-- Start of ENTRIES SHOWN --
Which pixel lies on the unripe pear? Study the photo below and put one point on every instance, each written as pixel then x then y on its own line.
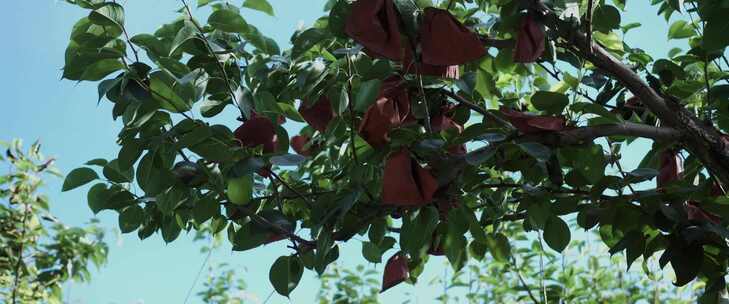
pixel 240 189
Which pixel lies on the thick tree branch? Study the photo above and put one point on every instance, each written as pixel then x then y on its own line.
pixel 702 140
pixel 582 135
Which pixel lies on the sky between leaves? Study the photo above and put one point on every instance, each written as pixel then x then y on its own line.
pixel 36 104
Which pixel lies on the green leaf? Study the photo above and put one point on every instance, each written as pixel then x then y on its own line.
pixel 150 177
pixel 187 33
pixel 130 218
pixel 417 230
pixel 550 102
pixel 715 33
pixel 129 153
pixel 590 162
pixel 97 162
pixel 377 231
pixel 367 94
pixel 556 233
pixel 240 189
pixel 499 247
pixel 162 86
pixel 115 173
pixel 285 274
pixel 611 41
pixel 536 150
pixel 205 209
pixel 538 212
pixel 306 40
pixel 680 29
pixel 110 14
pixel 98 197
pixel 259 5
pixel 78 177
pixel 288 160
pixel 371 252
pixel 261 42
pixel 191 87
pixel 290 112
pixel 228 21
pixel 170 229
pixel 100 69
pixel 606 18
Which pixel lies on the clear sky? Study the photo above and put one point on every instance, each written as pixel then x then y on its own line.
pixel 36 104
-- End of ENTRIES SHOWN --
* [TASK DETAILS]
Reproduce all of the items above verbatim, omitting the pictures.

* [CORRECT ANSWER]
Which pixel lies on the unripe pear? Study the photo below and put one point on every instance, each written as pixel then x then y on its own line.
pixel 240 189
Which pixel lies on the thick tree branch? Study the photo above and put one point on every instance, each written as pixel then x then y on its own line.
pixel 702 140
pixel 582 135
Which pixel lies on the sky between leaves? Study the photo above and put one point on every instance, each written as pixel then x then y on its own line.
pixel 36 104
Which pixel lies on the green leaf? Study the photo above and put one point on every instance, each written as pixel then x then y on its own line.
pixel 150 177
pixel 187 33
pixel 130 218
pixel 417 230
pixel 550 102
pixel 715 33
pixel 129 153
pixel 590 162
pixel 97 162
pixel 377 231
pixel 367 94
pixel 556 233
pixel 240 189
pixel 499 247
pixel 162 86
pixel 115 173
pixel 285 274
pixel 611 41
pixel 536 150
pixel 205 209
pixel 538 212
pixel 306 40
pixel 680 29
pixel 110 14
pixel 98 197
pixel 259 5
pixel 78 177
pixel 288 160
pixel 371 252
pixel 261 42
pixel 191 87
pixel 290 112
pixel 228 21
pixel 170 229
pixel 100 69
pixel 606 18
Which pixel lies on the clear sky? Study the photo above and put one point on every instance, each written as pixel then x then y on its own line.
pixel 36 104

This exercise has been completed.